§ **About this exercise**:
In the entries that follow, the lines from the one with "Where can you see the sofa" through the one with "Where can you see the hoodie" are the ones to write out, exactly and with both ends included. Nothing else should appear.

╔══

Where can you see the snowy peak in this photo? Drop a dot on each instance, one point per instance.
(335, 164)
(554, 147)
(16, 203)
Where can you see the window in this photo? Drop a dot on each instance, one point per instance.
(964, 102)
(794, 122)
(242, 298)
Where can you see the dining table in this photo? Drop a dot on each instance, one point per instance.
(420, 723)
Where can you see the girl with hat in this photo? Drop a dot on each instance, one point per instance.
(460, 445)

╚══
╔══

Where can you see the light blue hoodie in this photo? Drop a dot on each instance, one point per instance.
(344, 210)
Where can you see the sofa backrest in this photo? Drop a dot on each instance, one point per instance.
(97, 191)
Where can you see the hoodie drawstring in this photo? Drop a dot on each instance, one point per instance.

╚══

§ **Response to the exercise**:
Where can you see the sofa backrest in this photo? Drop a dot on each instance, one point per instance.
(97, 191)
Where can you see the hoodie drawstring in this photo? Drop a dot on each instance, one point per instance.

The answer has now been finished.